Rows from a pointing dataset
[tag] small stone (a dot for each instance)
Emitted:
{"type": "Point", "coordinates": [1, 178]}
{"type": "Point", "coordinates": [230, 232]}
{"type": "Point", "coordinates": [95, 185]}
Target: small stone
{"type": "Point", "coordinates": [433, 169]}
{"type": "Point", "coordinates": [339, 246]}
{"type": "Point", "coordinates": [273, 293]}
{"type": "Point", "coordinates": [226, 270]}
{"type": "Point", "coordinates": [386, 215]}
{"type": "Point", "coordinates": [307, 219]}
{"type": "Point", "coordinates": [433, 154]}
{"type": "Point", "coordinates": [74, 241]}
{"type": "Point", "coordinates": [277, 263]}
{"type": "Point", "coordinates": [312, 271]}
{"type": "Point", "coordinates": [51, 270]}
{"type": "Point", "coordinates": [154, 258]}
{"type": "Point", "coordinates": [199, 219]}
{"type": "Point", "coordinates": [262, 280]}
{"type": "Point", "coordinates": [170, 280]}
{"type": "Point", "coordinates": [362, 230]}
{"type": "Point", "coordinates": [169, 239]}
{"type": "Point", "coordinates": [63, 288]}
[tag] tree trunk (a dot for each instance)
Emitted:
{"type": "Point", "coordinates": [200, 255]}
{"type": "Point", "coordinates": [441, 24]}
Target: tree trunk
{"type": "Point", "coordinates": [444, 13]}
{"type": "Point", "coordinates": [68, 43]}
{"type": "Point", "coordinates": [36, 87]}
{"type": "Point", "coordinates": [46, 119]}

- YOUR INSTRUCTIONS -
From the records above, please extract every line and repeat it exactly.

- WRITTEN SOLUTION -
[tag] small stone (a dot for each instance)
Emitted:
{"type": "Point", "coordinates": [1, 178]}
{"type": "Point", "coordinates": [230, 232]}
{"type": "Point", "coordinates": [95, 185]}
Target: small stone
{"type": "Point", "coordinates": [433, 169]}
{"type": "Point", "coordinates": [339, 246]}
{"type": "Point", "coordinates": [273, 293]}
{"type": "Point", "coordinates": [226, 270]}
{"type": "Point", "coordinates": [386, 215]}
{"type": "Point", "coordinates": [307, 219]}
{"type": "Point", "coordinates": [433, 154]}
{"type": "Point", "coordinates": [74, 241]}
{"type": "Point", "coordinates": [277, 263]}
{"type": "Point", "coordinates": [312, 271]}
{"type": "Point", "coordinates": [51, 270]}
{"type": "Point", "coordinates": [154, 258]}
{"type": "Point", "coordinates": [199, 219]}
{"type": "Point", "coordinates": [262, 280]}
{"type": "Point", "coordinates": [170, 280]}
{"type": "Point", "coordinates": [362, 230]}
{"type": "Point", "coordinates": [169, 239]}
{"type": "Point", "coordinates": [63, 288]}
[tag] tree trunk (a dot for each instance)
Emitted:
{"type": "Point", "coordinates": [200, 255]}
{"type": "Point", "coordinates": [441, 24]}
Target: tree trunk
{"type": "Point", "coordinates": [444, 13]}
{"type": "Point", "coordinates": [68, 43]}
{"type": "Point", "coordinates": [36, 87]}
{"type": "Point", "coordinates": [46, 119]}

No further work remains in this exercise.